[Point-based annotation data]
►

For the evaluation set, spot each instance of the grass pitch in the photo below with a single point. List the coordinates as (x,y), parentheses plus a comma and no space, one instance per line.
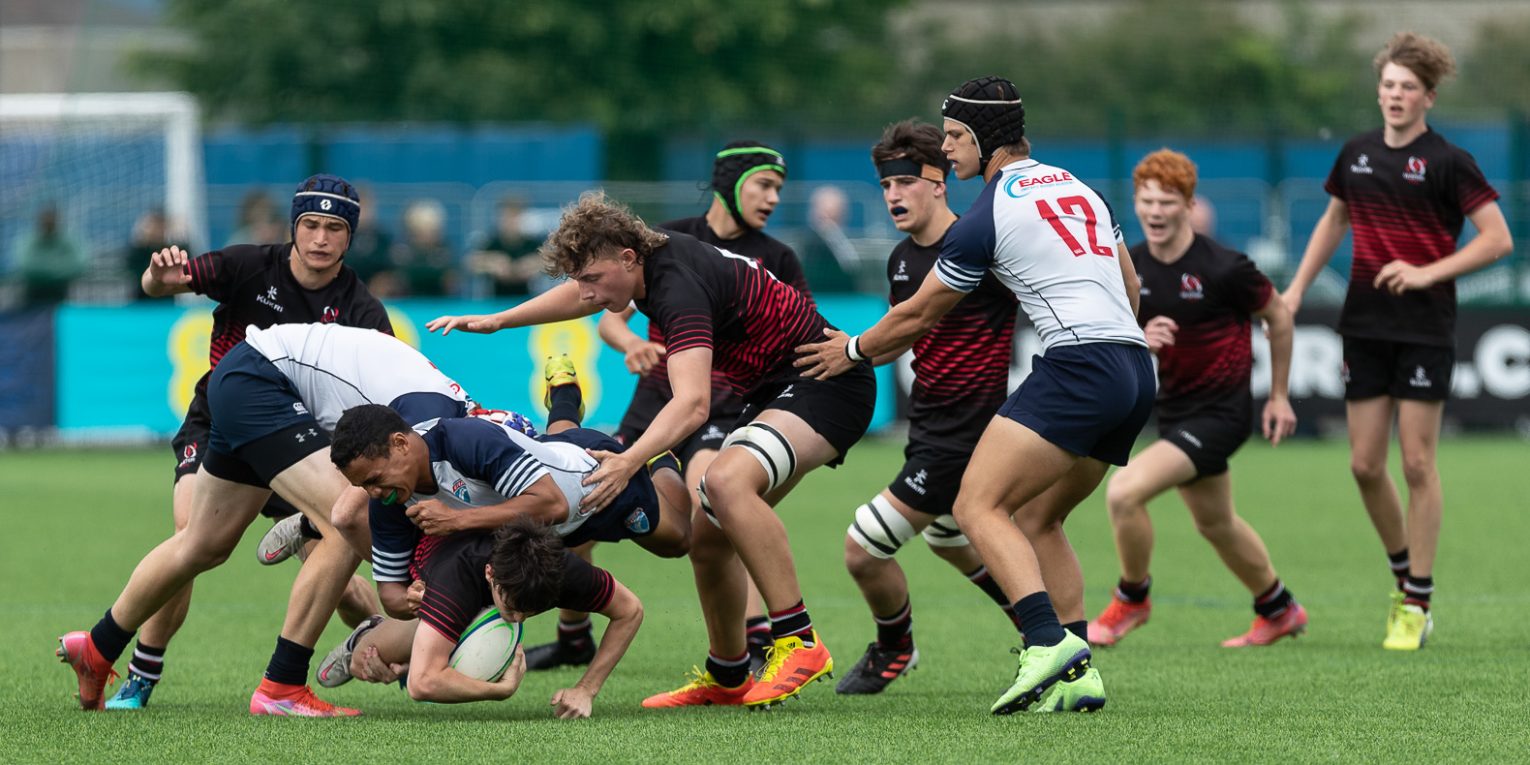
(77,522)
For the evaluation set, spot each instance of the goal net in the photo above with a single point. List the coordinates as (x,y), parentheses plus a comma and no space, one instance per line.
(103,161)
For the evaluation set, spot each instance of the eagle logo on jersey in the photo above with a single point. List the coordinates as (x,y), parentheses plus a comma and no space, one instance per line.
(638,522)
(270,300)
(1416,170)
(1191,286)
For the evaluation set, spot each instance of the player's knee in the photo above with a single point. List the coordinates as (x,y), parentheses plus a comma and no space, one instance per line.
(770,449)
(1419,470)
(1122,498)
(1368,470)
(880,530)
(201,554)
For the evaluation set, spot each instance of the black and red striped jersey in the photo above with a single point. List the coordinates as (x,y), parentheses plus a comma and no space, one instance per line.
(961,366)
(456,589)
(1210,292)
(254,285)
(1405,204)
(699,296)
(771,253)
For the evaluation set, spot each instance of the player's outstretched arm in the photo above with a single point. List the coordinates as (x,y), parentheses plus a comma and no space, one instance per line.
(167,273)
(894,334)
(1278,418)
(1325,239)
(559,303)
(690,383)
(1492,242)
(625,612)
(1134,285)
(640,354)
(430,678)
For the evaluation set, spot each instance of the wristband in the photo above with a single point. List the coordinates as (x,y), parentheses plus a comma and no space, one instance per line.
(852,349)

◄

(Problem statement): Repeat, character for character, the lines from the one that holds "For the evaluation set, spot each instance of the black" to the final line of the material, inclusive, and no other lines.

(Solution for this task):
For the evaluation set, spot each instance of the black and red striped jersey in the photo above with a single point. List the coordinates as (x,y), parentheses plus a comma and no space, one instance per line.
(961,366)
(456,589)
(1210,292)
(254,285)
(1405,204)
(699,296)
(771,253)
For the evaluation set, spot each instance of the player's outstretched arm in the photo above with a single point. List the coordinates as (x,y), parentheses plus a comma and no space, one instance per line.
(167,273)
(894,334)
(1278,418)
(1325,239)
(559,303)
(690,383)
(1492,242)
(625,612)
(1134,285)
(640,354)
(430,678)
For the evaluation set, spot each instance of the wristband in the photo above with a single point. List the coordinates as (x,y), parentheses plus a comma and no space, one instance per line.
(852,349)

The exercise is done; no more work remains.